Given entries:
---*---
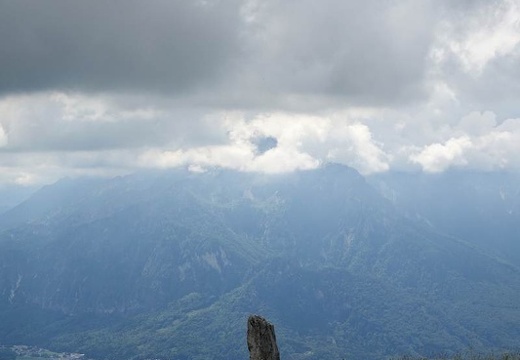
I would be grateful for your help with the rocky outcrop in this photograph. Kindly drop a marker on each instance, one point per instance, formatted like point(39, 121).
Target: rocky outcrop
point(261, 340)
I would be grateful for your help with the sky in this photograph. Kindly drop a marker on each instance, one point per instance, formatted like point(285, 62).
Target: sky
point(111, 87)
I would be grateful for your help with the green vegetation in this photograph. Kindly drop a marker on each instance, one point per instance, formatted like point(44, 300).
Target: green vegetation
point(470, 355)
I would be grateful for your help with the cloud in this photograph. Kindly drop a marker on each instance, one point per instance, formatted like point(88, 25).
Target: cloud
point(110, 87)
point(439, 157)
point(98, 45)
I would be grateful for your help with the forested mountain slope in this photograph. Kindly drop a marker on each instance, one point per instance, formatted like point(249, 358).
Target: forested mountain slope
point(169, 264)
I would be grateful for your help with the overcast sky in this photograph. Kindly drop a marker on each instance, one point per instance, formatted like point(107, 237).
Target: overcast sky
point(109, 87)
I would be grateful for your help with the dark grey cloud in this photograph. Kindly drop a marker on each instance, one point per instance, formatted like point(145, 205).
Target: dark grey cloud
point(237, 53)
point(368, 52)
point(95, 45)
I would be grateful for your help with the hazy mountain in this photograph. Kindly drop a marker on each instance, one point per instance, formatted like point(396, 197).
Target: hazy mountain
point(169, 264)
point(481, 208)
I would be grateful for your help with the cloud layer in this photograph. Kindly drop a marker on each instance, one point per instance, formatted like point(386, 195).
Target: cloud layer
---*---
Please reproduce all of the material above word for word, leaving out the pictures.

I would be grateful for your help with the rocky outcrop in this photograph. Kindly drop a marker on each instance, one point per instance, formatted like point(39, 121).
Target: rocky outcrop
point(261, 340)
I would be grateful for your help with the sky in this photograph. Kindly drop a marker on each instance, one point per instance, formatted like point(285, 62).
Target: sky
point(111, 87)
I would be grateful for your help with the green vegetation in this photograph. Kindly drop a marker on each instance, one point per instance, formatted like point(44, 300).
Target: green vegetation
point(470, 355)
I would be grateful for your help with the cloud in this photograph. Kindly drop a marker on each instance, one point per instance, formatted like point(88, 25).
Target: cloud
point(110, 87)
point(439, 157)
point(98, 45)
I would be grateful for your help with the forested mountain slope in this photograph. Kindly drop a marker on each instance, one point per instance, formatted like point(249, 358).
Target: forested mountain slope
point(169, 264)
I would be grateful for your help with the overcast sky in this photograph. Kindly drop a marker on each instance, one point per instance, formatted like point(107, 237).
Target: overcast sky
point(109, 87)
I would be grateful for your help with the dark grey cloud in this photograph. Kindly drop a marker on each instance, one point per instance, formatted like point(145, 205).
Target: dark grey cloud
point(237, 53)
point(368, 52)
point(95, 45)
I would be grateful for your help with the hazy mountain in this photograph. Kindly drop a marker on each instance, one point per instance, formatted like point(396, 197).
Target: hazy mountain
point(169, 264)
point(481, 208)
I would be grateful for your help with the cloud layer in this photograph. Kindly drop a marker on each instance, one point per instance, formatted like point(386, 195).
Target: cloud layer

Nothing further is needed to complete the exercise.